* **WHAT TO DO**: Down to the final line, return the records unchanged.

* **SOURCE MATERIAL**:
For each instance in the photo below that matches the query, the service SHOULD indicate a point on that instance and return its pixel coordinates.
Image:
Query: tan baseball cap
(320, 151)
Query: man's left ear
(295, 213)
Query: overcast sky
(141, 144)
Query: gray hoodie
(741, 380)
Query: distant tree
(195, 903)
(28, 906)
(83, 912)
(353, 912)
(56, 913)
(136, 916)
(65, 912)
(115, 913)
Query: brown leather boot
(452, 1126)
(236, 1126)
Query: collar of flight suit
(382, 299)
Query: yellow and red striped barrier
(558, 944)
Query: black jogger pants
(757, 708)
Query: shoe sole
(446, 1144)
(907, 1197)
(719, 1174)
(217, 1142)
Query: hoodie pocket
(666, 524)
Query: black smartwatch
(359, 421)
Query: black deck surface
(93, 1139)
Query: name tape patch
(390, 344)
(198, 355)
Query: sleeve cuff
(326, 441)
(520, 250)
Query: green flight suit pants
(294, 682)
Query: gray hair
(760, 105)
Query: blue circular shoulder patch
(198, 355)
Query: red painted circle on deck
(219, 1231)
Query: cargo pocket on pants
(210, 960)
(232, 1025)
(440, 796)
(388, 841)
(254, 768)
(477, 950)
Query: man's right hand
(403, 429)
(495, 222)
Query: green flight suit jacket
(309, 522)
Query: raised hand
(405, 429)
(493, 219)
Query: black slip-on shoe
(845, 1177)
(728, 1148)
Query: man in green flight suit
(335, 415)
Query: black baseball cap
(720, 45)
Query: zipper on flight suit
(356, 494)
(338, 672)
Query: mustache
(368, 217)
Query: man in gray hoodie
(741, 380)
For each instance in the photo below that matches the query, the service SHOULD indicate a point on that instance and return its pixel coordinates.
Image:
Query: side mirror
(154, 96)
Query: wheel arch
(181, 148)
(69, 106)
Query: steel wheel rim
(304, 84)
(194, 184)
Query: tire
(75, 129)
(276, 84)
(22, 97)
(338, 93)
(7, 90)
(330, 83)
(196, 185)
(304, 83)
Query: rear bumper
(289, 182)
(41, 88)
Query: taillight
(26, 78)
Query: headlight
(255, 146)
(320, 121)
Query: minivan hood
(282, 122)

* **EXERCISE SOLUTION**:
For each instance in the photo below that matches the query, the service SHOULD indicate a point on that instance and return its pixel coordinates.
Image:
Query: tan baseball cap
(320, 151)
Query: man's left ear
(295, 213)
Query: overcast sky
(141, 144)
Query: gray hoodie
(741, 380)
Query: distant tree
(195, 903)
(28, 906)
(83, 912)
(353, 912)
(56, 913)
(136, 916)
(65, 912)
(115, 913)
Query: brown leather boot
(452, 1126)
(236, 1126)
Query: collar of flight suit
(382, 299)
Query: yellow and red striped barrier
(558, 944)
Query: black jogger pants
(757, 708)
Query: shoe sole
(446, 1144)
(907, 1197)
(719, 1174)
(217, 1142)
Query: hoodie pocket
(666, 524)
Query: black smartwatch
(359, 421)
Query: black deck surface
(93, 1139)
Query: name tape patch
(390, 344)
(198, 355)
Query: sleeve cuff
(326, 441)
(520, 250)
Query: green flight suit pants
(294, 682)
Query: gray hair
(760, 105)
Query: blue circular shoulder patch
(198, 355)
Query: red painted circle on deck
(219, 1231)
Query: cargo pocket on pants
(210, 960)
(232, 1025)
(440, 796)
(388, 841)
(254, 768)
(477, 950)
Query: man's right hand
(403, 429)
(495, 222)
Query: green flight suit jacket
(309, 522)
Query: raised hand
(405, 429)
(493, 219)
Query: black slip-on shoe
(845, 1177)
(728, 1148)
Query: man in green flight suit
(335, 415)
Query: black baseball cap
(720, 45)
Query: zipper on flight suit
(356, 494)
(338, 672)
Query: mustache
(368, 217)
Query: man in gray hoodie
(741, 380)
For each instance in the photo below that matches the query, the service SHOULD indicate a point on that instance and return its pixel coordinates.
Image:
Query: side mirror
(154, 96)
Query: wheel arch
(181, 148)
(69, 106)
Query: steel wheel rim
(304, 84)
(194, 184)
Query: tire
(75, 129)
(276, 84)
(22, 97)
(338, 93)
(7, 90)
(330, 83)
(196, 185)
(304, 83)
Query: rear bumper
(289, 182)
(41, 88)
Query: taillight
(26, 78)
Query: headlight
(255, 146)
(320, 121)
Query: minivan hood
(282, 122)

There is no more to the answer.